§ **WHAT TO WORK ON**
Turn every line of the records below into a numbered list, leaving out any blank lines.

— start AVAILABLE DATA —

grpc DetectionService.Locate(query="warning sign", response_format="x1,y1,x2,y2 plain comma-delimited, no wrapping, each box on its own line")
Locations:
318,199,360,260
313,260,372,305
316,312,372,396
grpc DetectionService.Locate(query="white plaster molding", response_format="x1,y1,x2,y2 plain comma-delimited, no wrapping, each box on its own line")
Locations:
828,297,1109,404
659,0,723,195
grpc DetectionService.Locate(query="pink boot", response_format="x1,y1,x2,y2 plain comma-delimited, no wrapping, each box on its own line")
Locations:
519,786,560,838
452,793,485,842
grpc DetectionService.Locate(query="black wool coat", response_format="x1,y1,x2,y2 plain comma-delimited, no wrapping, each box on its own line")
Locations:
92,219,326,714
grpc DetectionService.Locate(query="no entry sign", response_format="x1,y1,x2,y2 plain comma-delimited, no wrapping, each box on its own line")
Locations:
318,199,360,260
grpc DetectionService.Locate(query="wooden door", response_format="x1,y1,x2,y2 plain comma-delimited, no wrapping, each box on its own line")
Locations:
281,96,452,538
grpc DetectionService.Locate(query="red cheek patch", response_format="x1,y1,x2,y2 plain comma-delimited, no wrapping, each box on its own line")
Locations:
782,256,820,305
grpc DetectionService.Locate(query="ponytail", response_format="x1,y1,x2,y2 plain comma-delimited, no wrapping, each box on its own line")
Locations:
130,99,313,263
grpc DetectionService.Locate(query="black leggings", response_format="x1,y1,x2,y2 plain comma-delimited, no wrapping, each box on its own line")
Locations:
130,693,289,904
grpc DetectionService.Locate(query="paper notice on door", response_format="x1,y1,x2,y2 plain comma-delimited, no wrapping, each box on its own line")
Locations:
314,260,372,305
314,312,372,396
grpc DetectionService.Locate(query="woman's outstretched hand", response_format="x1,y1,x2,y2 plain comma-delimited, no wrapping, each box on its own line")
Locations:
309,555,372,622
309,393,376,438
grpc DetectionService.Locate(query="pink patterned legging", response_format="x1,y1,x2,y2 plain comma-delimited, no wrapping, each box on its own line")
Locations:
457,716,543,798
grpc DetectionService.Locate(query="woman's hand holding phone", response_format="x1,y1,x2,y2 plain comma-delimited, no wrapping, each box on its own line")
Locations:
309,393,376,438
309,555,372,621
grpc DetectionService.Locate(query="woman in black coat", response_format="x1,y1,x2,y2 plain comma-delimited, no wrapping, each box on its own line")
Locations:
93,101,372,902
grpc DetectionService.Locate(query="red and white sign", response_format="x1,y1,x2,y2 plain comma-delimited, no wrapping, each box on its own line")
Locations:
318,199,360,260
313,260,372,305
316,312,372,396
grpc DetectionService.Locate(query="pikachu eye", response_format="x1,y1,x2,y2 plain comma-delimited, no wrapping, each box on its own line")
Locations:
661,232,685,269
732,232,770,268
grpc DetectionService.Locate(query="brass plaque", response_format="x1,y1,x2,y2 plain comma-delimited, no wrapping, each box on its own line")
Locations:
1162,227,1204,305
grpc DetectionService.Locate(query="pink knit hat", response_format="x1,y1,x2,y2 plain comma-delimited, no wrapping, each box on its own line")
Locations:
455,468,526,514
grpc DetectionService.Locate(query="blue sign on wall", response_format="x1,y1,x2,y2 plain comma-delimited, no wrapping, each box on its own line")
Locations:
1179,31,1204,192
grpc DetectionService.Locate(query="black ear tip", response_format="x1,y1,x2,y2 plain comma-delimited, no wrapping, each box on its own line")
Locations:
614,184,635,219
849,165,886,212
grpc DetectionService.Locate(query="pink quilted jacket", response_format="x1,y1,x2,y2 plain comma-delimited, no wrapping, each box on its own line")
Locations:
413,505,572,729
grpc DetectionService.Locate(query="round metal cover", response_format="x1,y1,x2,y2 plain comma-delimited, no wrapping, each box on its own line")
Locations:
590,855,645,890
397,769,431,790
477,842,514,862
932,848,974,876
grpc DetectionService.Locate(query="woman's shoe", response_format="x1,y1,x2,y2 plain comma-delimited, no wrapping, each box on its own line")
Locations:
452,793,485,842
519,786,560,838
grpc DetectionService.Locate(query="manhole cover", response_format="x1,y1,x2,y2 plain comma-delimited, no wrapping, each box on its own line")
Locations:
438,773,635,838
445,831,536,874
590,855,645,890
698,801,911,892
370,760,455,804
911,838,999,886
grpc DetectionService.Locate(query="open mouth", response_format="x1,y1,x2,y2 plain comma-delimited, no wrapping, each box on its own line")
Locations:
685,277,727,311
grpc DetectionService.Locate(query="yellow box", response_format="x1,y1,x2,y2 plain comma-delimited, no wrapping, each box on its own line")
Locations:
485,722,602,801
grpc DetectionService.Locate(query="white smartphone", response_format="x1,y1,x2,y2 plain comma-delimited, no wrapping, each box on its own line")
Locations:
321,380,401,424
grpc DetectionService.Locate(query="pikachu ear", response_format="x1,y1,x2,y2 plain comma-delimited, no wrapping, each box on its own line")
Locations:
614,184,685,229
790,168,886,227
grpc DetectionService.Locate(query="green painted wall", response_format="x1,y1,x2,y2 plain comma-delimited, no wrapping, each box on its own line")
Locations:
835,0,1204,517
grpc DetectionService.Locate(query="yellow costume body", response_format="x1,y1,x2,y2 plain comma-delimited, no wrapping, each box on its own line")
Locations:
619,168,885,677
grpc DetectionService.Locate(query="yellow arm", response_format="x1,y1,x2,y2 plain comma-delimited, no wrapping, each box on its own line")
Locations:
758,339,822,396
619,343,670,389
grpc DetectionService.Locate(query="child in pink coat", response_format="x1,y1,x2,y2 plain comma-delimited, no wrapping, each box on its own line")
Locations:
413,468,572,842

— end AVAILABLE DATA —

§ **RESULT**
1. grpc DetectionService.Locate(query="warning sign", response_format="x1,y1,x2,y2 plain comma-delimited, no wrapping, each box on its own line")
2. Locations:
3. 318,199,360,260
4. 313,260,372,305
5. 316,312,372,396
6. grpc DetectionService.Locate(query="white plaster molding", response_format="x1,y1,x2,y2 plain comma-delimited, no wrapping, each box on its own line")
7. Locations:
8. 828,297,1109,404
9. 659,0,723,195
10. grpc DetectionService.Locate(query="pink boot", response_format="x1,y1,x2,y2 plain comma-delimited, no wrapping, each box on its own line")
11. Locations:
12. 519,786,560,838
13. 452,793,485,842
14. grpc DetectionService.Locate(query="black wool coat", response_format="x1,y1,x2,y2 plain comma-delimited, no wrapping, each box on its own line")
15. Locations:
16. 92,219,326,714
17. grpc DetectionService.Locate(query="no entry sign", response_format="x1,y1,x2,y2 plain comma-delimited, no wrapping, each box on its own line")
18. Locations:
19. 318,199,360,260
20. grpc DetectionService.Locate(query="wooden door", response_format="x1,y1,x2,y2 plain comma-delimited, no wrapping, each box on its own line")
21. Locations:
22. 281,96,452,538
23. grpc DetectionService.Locate(query="red cheek patch", response_format="x1,y1,x2,y2 plain comma-delimited, no wrapping, each box on its own line")
24. Locations:
25. 782,256,820,305
26. grpc DetectionService.Locate(query="ponytail", response_format="x1,y1,x2,y2 plain comma-delimited, no wrapping, each box on its own line")
27. Locations:
28. 130,99,313,263
29. grpc DetectionService.Locate(query="black leggings", response_format="x1,y1,x2,y2 plain comma-delimited, no wrapping, each box on its own line")
30. Locations:
31. 130,693,289,904
32. grpc DetectionService.Locate(query="paper notice on door", response_format="x1,y1,x2,y2 plain comma-delimited, no wrapping, each box on its own line")
33. Locations:
34. 314,260,372,305
35. 314,312,372,396
36. grpc DetectionService.Locate(query="woman's outstretched hand", response_format="x1,y1,x2,y2 plain comma-delimited, no wrapping, each box on its own line")
37. Locations:
38. 309,555,372,622
39. 309,393,376,438
40. grpc DetectionService.Locate(query="pink patterned legging", response_format="x1,y1,x2,y2 plain comma-delimited, no wrapping, each box on its own line")
41. Locations:
42. 457,716,543,798
43. grpc DetectionService.Locate(query="woman's hand holding phone", response_format="x1,y1,x2,y2 plain comma-delimited, no wrapping, each box on its own line")
44. Locations:
45. 309,393,376,438
46. 309,555,372,621
47. grpc DetectionService.Locate(query="woman in black coat", response_format="x1,y1,x2,y2 plain comma-delimited, no wrapping, each box on its own line")
48. Locations:
49. 93,101,372,902
50. grpc DetectionService.Locate(query="red and white sign", response_format="x1,y1,x2,y2 plain comma-delimited, no wrapping, each box on its own line")
51. Locations:
52. 318,199,360,260
53. 313,260,372,305
54. 316,312,372,396
55. grpc DetectionService.Locate(query="pikachu eye", response_format="x1,y1,x2,y2 plain comma-delimited, no wrapping, each box on its own line")
56. Locations:
57. 661,232,685,269
58. 732,232,770,268
59. grpc DetectionService.Locate(query="brass plaque", response_format="x1,y1,x2,y2 plain comma-delimited, no wrapping, each box on its own line")
60. Locations:
61. 1162,227,1204,305
62. grpc DetectionService.Locate(query="pink knit hat", response_format="x1,y1,x2,y2 plain comma-delimited, no wrapping, each box on its own line")
63. Locations:
64. 455,468,526,514
65. grpc DetectionService.Locate(query="blue sign on wall", response_format="x1,y1,x2,y2 plain comma-delimited, no wrapping, each box on its own line")
66. Locations:
67. 1179,31,1204,192
68. grpc DetectionService.Locate(query="black ear tip", response_format="x1,y1,x2,y2 plain comma-delimited, no wrapping, each box on its own line")
69. Locations:
70. 614,184,635,219
71. 849,165,886,212
72. grpc DetectionService.Locate(query="pink quilted jacket", response_format="x1,y1,x2,y2 plain comma-delimited, no wrapping, each box on its own line")
73. Locations:
74. 413,505,572,729
75. grpc DetectionService.Locate(query="round metal cover", response_format="x1,y1,x2,y2 plain comma-delimited, no wrapping, each box on its own line")
76. Locations:
77. 590,855,645,890
78. 397,769,431,790
79. 477,842,514,862
80. 932,848,974,876
81. grpc DetectionService.Locate(query="woman's shoe", response_format="x1,y1,x2,y2 plain comma-delimited, no wrapping, each box on its own line")
82. Locations:
83. 452,793,485,842
84. 519,786,560,838
85. grpc DetectionService.Locate(query="manhole cover", response_format="x1,y1,x2,y2 plain comma-delimited, no wrapping, each box on its own line")
86. Locations:
87. 438,773,635,838
88. 445,831,536,874
89. 590,855,645,890
90. 698,801,911,892
91. 370,760,455,804
92. 911,838,999,886
93. grpc DetectionService.Locate(query="open mouth", response_format="x1,y1,x2,y2 plain comma-delimited, no wrapping, each box on its own line")
94. Locations:
95. 685,277,727,311
96. grpc DetectionService.Locate(query="yellow box", response_format="x1,y1,x2,y2 plain comma-delimited, no wrapping, each box on its own line")
97. Locations:
98. 485,722,602,801
99. grpc DetectionService.Locate(query="white smartphone", response_format="x1,y1,x2,y2 plain comma-delimited, no wrapping, each box on its own line")
100. Locations:
101. 321,380,401,424
102. grpc DetectionService.Locate(query="pikachu ear", response_format="x1,y1,x2,y2 plain comma-delimited, no wrapping, each box on its own line")
103. Locations:
104. 614,184,685,229
105. 790,168,886,227
106. grpc DetectionService.Locate(query="green painted wall", response_format="x1,y1,x2,y2 plain comma-delimited, no wrapping, each box on its own line")
107. Locations:
108. 835,0,1204,517
109. grpc DetectionService.Locate(query="yellow costume body", response_format="x1,y1,x2,y2 plain comma-delimited, no wrapping, each box on its own line")
110. Locations:
111. 619,168,885,677
112. grpc DetectionService.Locate(query="yellow arm", response_format="x1,y1,x2,y2 plain comma-delimited, no wrapping, each box on its own line")
113. Locations:
114. 758,339,822,396
115. 619,343,670,389
116. grpc DetectionService.Locate(query="child in pink coat", response_format="x1,y1,x2,y2 plain comma-delimited, no wrapping, each box on its own line")
117. Locations:
118. 413,468,572,842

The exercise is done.